What this task involves —
Among the entries below, only the lines starting at the one with "amphibious assault ship." and ending at the one with "right hand dribbling.", both included, are to be printed exactly.

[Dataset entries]

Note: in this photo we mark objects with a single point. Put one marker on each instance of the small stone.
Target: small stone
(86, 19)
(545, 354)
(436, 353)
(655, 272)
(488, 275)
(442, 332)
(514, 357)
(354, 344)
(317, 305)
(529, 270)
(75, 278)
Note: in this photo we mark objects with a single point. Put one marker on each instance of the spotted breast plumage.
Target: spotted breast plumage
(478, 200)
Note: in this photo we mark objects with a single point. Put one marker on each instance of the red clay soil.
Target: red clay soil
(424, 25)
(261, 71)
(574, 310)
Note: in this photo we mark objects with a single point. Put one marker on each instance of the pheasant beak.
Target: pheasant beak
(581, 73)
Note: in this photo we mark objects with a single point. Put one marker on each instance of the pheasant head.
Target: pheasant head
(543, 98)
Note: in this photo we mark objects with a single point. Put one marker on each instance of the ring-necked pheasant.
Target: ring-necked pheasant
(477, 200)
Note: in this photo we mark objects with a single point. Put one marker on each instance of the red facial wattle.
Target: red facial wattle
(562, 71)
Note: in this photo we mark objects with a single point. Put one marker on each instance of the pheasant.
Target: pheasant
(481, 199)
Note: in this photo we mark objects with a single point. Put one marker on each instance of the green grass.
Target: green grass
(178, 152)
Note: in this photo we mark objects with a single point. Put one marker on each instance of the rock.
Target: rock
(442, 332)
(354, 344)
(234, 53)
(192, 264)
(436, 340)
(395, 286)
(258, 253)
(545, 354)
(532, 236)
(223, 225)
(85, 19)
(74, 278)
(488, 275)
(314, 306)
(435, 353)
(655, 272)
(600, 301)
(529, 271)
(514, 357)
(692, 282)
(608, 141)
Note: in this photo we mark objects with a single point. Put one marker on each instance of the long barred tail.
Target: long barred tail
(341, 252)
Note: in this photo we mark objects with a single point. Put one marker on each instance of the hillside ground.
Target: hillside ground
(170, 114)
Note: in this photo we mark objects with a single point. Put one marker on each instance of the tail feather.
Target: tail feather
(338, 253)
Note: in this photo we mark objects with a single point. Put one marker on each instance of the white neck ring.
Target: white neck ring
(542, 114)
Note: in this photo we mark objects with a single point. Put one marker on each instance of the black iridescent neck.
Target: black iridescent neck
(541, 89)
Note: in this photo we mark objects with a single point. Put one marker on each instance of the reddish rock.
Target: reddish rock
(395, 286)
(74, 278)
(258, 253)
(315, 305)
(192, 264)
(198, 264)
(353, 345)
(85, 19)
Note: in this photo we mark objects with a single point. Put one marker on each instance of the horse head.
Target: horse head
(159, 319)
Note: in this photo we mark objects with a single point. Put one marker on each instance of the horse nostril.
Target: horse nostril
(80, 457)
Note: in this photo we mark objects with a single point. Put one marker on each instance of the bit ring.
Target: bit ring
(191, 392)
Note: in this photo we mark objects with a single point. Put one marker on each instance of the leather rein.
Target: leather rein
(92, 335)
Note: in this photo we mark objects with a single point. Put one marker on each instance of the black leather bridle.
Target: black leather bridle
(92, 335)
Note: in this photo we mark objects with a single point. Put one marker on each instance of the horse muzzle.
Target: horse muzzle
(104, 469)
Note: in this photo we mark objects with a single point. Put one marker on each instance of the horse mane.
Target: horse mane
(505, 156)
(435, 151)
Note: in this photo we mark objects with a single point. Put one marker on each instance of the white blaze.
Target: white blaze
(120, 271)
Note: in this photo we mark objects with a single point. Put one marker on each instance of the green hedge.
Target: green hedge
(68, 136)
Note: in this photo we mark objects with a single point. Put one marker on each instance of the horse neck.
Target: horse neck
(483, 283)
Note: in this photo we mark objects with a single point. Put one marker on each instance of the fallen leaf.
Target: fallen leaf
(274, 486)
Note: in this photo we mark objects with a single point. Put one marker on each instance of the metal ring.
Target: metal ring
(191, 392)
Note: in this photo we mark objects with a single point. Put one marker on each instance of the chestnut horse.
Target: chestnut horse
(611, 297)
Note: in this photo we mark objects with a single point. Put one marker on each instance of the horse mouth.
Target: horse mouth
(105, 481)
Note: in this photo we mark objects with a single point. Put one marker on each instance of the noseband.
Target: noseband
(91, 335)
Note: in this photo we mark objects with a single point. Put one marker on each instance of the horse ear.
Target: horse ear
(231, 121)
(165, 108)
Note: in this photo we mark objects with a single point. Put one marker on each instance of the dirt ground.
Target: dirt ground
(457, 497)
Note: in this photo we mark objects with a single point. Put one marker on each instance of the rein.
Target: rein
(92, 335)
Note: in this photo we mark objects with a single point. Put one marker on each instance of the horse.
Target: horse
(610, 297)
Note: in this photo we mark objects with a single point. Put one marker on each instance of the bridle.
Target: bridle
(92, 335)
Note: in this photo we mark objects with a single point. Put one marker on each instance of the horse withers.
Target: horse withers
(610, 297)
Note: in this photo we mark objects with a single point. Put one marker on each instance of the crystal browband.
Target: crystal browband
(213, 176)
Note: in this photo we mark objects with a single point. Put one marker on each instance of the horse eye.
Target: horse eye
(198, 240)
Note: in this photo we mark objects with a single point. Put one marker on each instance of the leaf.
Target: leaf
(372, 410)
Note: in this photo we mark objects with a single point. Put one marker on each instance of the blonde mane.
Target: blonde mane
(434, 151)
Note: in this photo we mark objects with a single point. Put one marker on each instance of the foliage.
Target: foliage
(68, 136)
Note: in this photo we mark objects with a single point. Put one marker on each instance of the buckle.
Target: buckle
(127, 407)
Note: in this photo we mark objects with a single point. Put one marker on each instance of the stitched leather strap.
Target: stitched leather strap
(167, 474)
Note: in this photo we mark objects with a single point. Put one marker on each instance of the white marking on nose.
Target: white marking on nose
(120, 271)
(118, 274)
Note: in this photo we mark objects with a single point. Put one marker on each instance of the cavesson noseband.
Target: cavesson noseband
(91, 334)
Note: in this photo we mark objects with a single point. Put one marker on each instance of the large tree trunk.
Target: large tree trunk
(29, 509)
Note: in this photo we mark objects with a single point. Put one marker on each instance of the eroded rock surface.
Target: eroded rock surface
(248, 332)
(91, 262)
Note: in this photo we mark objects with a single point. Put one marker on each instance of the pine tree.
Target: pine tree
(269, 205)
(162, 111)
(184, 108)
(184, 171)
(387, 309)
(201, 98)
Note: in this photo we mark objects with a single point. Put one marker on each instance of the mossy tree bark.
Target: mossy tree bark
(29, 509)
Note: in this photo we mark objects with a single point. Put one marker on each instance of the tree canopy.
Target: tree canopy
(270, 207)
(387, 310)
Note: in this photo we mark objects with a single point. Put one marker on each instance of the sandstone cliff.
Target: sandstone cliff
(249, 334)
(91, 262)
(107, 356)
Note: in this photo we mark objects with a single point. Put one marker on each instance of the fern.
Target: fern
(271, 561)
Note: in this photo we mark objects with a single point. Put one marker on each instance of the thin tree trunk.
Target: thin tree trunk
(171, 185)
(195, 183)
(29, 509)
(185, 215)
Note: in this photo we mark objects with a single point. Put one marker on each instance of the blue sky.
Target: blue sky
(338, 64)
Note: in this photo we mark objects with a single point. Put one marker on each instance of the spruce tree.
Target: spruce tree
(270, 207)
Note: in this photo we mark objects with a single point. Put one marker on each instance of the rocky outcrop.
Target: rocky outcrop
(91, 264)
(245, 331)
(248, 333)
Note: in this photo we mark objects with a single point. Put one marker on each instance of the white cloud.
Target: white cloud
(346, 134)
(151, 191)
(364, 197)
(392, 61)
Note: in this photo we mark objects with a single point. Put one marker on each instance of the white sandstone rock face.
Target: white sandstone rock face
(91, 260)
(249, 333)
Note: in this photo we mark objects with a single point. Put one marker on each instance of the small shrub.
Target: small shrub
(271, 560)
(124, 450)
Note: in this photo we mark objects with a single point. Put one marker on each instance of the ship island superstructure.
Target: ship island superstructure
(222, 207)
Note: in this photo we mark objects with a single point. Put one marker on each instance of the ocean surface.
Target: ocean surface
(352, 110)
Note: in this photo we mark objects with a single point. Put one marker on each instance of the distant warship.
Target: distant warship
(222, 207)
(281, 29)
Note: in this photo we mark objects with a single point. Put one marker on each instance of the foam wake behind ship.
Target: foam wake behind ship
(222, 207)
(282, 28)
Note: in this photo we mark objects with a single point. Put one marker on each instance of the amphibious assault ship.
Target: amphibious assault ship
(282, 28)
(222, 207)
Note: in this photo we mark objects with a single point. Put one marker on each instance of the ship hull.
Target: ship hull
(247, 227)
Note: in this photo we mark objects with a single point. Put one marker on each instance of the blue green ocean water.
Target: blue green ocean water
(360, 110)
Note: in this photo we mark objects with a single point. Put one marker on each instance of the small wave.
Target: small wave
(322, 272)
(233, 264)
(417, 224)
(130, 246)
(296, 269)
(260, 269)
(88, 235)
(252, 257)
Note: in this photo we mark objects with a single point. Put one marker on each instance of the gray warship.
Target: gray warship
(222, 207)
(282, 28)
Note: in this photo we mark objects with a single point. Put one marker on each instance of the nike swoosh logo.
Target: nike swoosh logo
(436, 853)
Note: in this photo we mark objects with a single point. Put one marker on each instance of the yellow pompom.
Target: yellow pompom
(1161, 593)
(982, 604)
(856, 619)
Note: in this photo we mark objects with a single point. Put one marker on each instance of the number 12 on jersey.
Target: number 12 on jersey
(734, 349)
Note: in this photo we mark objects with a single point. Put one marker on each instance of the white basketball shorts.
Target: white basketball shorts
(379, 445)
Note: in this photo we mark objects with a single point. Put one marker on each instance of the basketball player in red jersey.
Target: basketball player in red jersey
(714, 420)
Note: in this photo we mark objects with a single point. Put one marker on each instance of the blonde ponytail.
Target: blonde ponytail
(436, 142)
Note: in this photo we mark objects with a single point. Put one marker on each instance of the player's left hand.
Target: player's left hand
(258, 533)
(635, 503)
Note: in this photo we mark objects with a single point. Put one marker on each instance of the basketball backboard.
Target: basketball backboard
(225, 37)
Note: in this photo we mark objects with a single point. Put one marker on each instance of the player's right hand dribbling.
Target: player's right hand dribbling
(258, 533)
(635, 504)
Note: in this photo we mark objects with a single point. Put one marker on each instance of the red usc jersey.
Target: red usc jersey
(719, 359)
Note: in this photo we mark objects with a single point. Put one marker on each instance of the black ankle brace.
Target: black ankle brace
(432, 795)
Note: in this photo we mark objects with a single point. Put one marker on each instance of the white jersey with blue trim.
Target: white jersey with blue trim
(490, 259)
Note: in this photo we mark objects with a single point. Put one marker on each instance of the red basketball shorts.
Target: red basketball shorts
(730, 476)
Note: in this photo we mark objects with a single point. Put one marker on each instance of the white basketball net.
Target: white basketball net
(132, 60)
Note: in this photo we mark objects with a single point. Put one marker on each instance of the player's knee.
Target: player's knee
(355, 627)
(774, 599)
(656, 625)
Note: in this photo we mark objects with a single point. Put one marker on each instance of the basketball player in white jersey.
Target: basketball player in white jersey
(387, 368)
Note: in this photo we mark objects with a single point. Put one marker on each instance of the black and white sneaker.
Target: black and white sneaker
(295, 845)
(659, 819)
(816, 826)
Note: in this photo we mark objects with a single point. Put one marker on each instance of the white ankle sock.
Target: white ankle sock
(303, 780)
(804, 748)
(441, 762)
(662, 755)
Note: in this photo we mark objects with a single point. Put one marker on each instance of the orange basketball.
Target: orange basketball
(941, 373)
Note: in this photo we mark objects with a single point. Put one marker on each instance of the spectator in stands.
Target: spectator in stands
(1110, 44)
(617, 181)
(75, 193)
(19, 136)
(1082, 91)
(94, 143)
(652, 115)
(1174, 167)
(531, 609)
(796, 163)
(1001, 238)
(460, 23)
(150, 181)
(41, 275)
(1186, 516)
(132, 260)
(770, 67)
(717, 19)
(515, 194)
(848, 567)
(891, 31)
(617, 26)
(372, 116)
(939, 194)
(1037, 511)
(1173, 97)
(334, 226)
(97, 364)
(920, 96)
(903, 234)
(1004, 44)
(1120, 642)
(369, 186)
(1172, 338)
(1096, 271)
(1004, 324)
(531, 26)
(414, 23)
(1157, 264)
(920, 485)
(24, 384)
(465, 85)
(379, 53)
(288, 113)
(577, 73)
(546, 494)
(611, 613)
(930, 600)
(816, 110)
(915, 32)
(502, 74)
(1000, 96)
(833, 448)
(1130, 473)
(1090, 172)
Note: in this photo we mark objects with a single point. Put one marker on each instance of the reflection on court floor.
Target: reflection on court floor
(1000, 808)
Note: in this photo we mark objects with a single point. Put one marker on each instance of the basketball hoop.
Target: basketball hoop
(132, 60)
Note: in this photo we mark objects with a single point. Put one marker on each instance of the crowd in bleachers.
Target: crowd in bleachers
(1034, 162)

Response area —
Note: in this photo we mark objects with a single point. Put one marker on each instance of the amphibious assault ship.
Target: amphibious assault ship
(282, 28)
(222, 207)
Note: in this photo we mark objects with a single point. Put one marker on each instance of the ship hull.
Target: ship hull
(247, 227)
Note: in this photo we mark objects with a single point. Put one marker on each instance of the blue green ocean water.
Target: blue green ocean water
(360, 110)
Note: in this photo we mark objects with a single point. Put one marker on each instance of the small wave.
Target: small wave
(322, 272)
(233, 264)
(417, 224)
(130, 246)
(296, 269)
(260, 269)
(88, 235)
(252, 257)
Note: in this photo we mark objects with a single point. Put one marker on each instance of the gray warship.
Target: gray warship
(222, 207)
(282, 28)
Note: in this photo we mark objects with a single point. Put one marker on each instance of the nike swoosh logo.
Target: nike swoosh logo
(436, 853)
Note: in this photo we mark objects with a single point. Put one marker on each instance of the yellow pompom.
Target: yellow pompom
(1161, 593)
(982, 604)
(856, 619)
Note: in this photo we mark objects with a single point. Put one marker on each instance of the number 12 on jersey.
Target: number 12 on jersey
(734, 349)
Note: in this photo we mark objects with a single point. Put one marker on each instance of the white basketball shorts.
Target: white basketball shorts
(379, 445)
Note: in this photo we mark objects with a single point. Put one marker on each instance of the basketball player in red jersey.
Target: basketball player in red jersey
(714, 420)
Note: in this photo we mark objects with a single point. Put one marker on each instance of the blonde ponytail.
Target: blonde ponytail
(436, 142)
Note: in this photo we mark objects with a single point. Put one marker on each instance of the player's left hand.
Target: player's left hand
(258, 533)
(635, 503)
Note: in this photo we mark objects with a single point. Put one marker on each instance of the basketball backboard.
Target: basketball backboard
(225, 37)
Note: in this photo we mark objects with a single point. Put one marker on each instance of the player's right hand dribbling.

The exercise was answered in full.